* WHAT YOU WILL DO
Would you return the lines between the one holding "positive clicks: (265, 274)" and the one holding "positive clicks: (155, 99) (207, 189)", inclusive, and only those, exactly as they stand in the listing below?

--- START ---

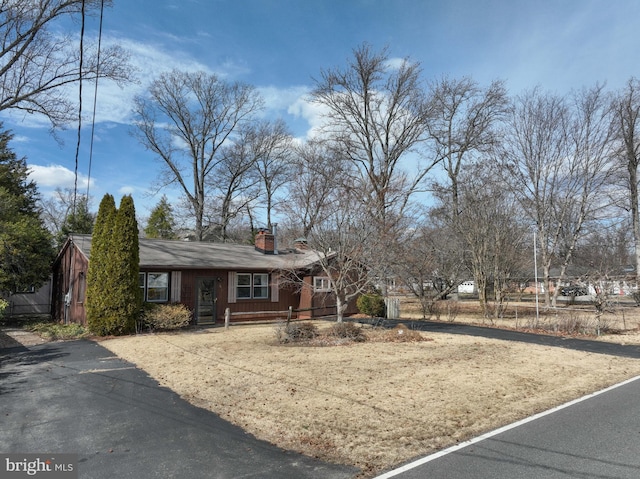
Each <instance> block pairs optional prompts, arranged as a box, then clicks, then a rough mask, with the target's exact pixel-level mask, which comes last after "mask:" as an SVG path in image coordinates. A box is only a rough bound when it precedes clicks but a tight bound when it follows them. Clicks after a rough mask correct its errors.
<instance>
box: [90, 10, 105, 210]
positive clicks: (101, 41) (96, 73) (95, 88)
mask: <svg viewBox="0 0 640 479" xmlns="http://www.w3.org/2000/svg"><path fill="white" fill-rule="evenodd" d="M103 14H104V0H100V27H99V29H98V57H97V63H96V85H95V90H94V92H93V118H92V119H91V144H90V147H89V171H88V172H87V201H88V200H89V185H90V183H91V163H92V161H93V138H94V133H95V130H96V104H97V102H98V78H99V77H100V50H101V45H102V17H103Z"/></svg>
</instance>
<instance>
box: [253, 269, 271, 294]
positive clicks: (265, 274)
mask: <svg viewBox="0 0 640 479" xmlns="http://www.w3.org/2000/svg"><path fill="white" fill-rule="evenodd" d="M253 297H254V298H255V299H266V298H268V297H269V275H268V274H266V273H260V274H258V273H256V274H254V275H253Z"/></svg>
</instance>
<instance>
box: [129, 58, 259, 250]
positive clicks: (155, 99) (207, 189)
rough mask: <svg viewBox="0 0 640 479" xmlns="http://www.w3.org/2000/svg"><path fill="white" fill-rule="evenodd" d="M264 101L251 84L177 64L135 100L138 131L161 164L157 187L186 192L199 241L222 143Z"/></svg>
mask: <svg viewBox="0 0 640 479" xmlns="http://www.w3.org/2000/svg"><path fill="white" fill-rule="evenodd" d="M262 104H263V102H262V99H261V98H260V96H259V95H258V93H257V92H256V91H255V89H254V88H253V87H252V86H249V85H246V84H243V83H238V82H235V83H229V82H226V81H224V80H222V79H220V78H218V77H217V76H216V75H210V74H207V73H204V72H197V73H192V72H180V71H176V70H174V71H172V72H170V73H164V74H162V75H160V77H159V78H158V79H156V80H154V81H153V82H152V84H151V86H150V88H149V94H148V96H146V97H143V96H140V97H138V98H137V99H136V101H135V106H134V111H135V113H136V114H137V117H138V121H137V123H136V126H137V137H138V139H139V140H140V142H141V143H142V144H143V145H144V146H145V147H146V148H147V149H149V150H150V151H152V152H153V153H155V154H156V155H157V156H158V157H159V159H160V160H161V161H162V162H163V164H164V167H165V168H164V170H163V173H162V176H161V178H160V181H161V184H160V187H164V186H168V185H172V184H173V185H177V187H178V188H179V189H180V191H181V192H182V193H183V194H184V196H185V198H186V200H187V203H188V205H189V207H190V210H191V214H192V215H193V218H194V221H195V236H196V240H198V241H201V240H202V238H203V233H204V229H205V225H204V224H203V218H204V216H205V207H206V204H207V199H208V197H209V193H210V189H209V187H208V182H209V180H210V179H211V175H212V174H213V173H214V171H215V170H216V168H217V167H218V165H219V164H220V162H221V161H222V160H223V156H222V155H221V153H222V148H223V146H224V145H228V144H229V143H230V142H231V141H232V139H233V136H234V135H235V134H236V133H237V132H238V130H239V129H240V128H242V127H243V126H244V125H246V124H247V123H248V122H250V121H251V120H252V119H253V117H254V114H255V113H256V112H257V111H258V110H260V109H261V108H262Z"/></svg>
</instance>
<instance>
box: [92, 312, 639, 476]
mask: <svg viewBox="0 0 640 479" xmlns="http://www.w3.org/2000/svg"><path fill="white" fill-rule="evenodd" d="M367 332H368V334H370V335H373V336H375V335H380V334H384V333H382V332H376V331H373V330H368V331H367ZM421 334H422V335H423V336H424V337H425V338H426V339H428V340H427V341H421V342H384V341H370V342H365V343H352V344H346V345H338V346H324V347H319V346H314V347H309V346H300V345H282V344H278V343H277V341H276V335H275V326H274V325H253V326H233V327H231V328H230V329H229V330H224V329H222V328H220V329H208V330H203V331H198V330H191V331H187V332H182V333H175V334H150V335H140V336H134V337H124V338H117V339H112V340H107V341H104V342H102V343H101V344H102V345H103V346H105V347H107V348H108V349H110V350H111V351H112V352H113V353H115V354H117V355H118V356H120V357H122V358H124V359H127V360H129V361H131V362H133V363H134V364H136V365H137V366H139V367H140V368H142V369H144V370H145V371H147V372H148V373H149V374H150V375H151V376H152V377H154V378H155V379H157V380H158V381H159V383H160V384H161V385H163V386H166V387H168V388H171V389H172V390H174V391H175V392H177V393H178V394H179V395H180V396H182V397H183V398H185V399H186V400H188V401H189V402H191V403H193V404H195V405H196V406H200V407H203V408H206V409H209V410H211V411H214V412H216V413H218V414H219V415H220V416H222V417H223V418H225V419H227V420H229V421H231V422H232V423H234V424H237V425H239V426H241V427H243V428H244V429H245V430H246V431H248V432H250V433H252V434H254V435H255V436H256V437H258V438H261V439H264V440H267V441H270V442H272V443H274V444H277V445H278V446H280V447H283V448H286V449H290V450H296V451H299V452H302V453H304V454H308V455H311V456H317V457H319V458H322V459H324V460H328V461H333V462H339V463H344V464H350V465H354V466H357V467H359V468H361V470H362V471H363V472H362V474H361V475H362V476H363V477H370V476H373V475H375V474H376V473H379V472H380V471H382V470H385V469H388V468H391V467H392V466H394V465H397V464H399V463H402V462H404V461H407V460H409V459H411V458H414V457H416V456H420V455H425V454H428V453H430V452H433V451H435V450H437V449H441V448H444V447H446V446H448V445H451V444H454V443H456V442H459V441H463V440H465V439H469V438H470V437H472V436H475V435H477V434H479V433H482V432H485V431H488V430H492V429H494V428H497V427H499V426H502V425H505V424H508V423H511V422H513V421H516V420H518V419H521V418H524V417H526V416H529V415H531V414H534V413H537V412H540V411H543V410H545V409H548V408H551V407H553V406H556V405H559V404H561V403H564V402H566V401H569V400H572V399H575V398H577V397H579V396H581V395H584V394H586V393H591V392H594V391H597V390H599V389H602V388H604V387H606V386H609V385H612V384H614V383H616V382H619V381H622V380H624V379H628V378H630V377H633V376H636V375H639V374H640V361H638V360H634V359H627V358H618V357H611V356H605V355H599V354H591V353H584V352H578V351H571V350H566V349H560V348H552V347H544V346H537V345H528V344H521V343H515V342H505V341H497V340H490V339H484V338H477V337H466V336H461V335H449V334H438V333H421Z"/></svg>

--- END ---

* REPLY TO THE TASK
positive clicks: (265, 274)
mask: <svg viewBox="0 0 640 479" xmlns="http://www.w3.org/2000/svg"><path fill="white" fill-rule="evenodd" d="M253 297H254V298H255V299H266V298H268V297H269V275H268V274H266V273H260V274H258V273H256V274H254V275H253Z"/></svg>
</instance>
<instance>
box: [129, 58, 259, 250]
positive clicks: (155, 99) (207, 189)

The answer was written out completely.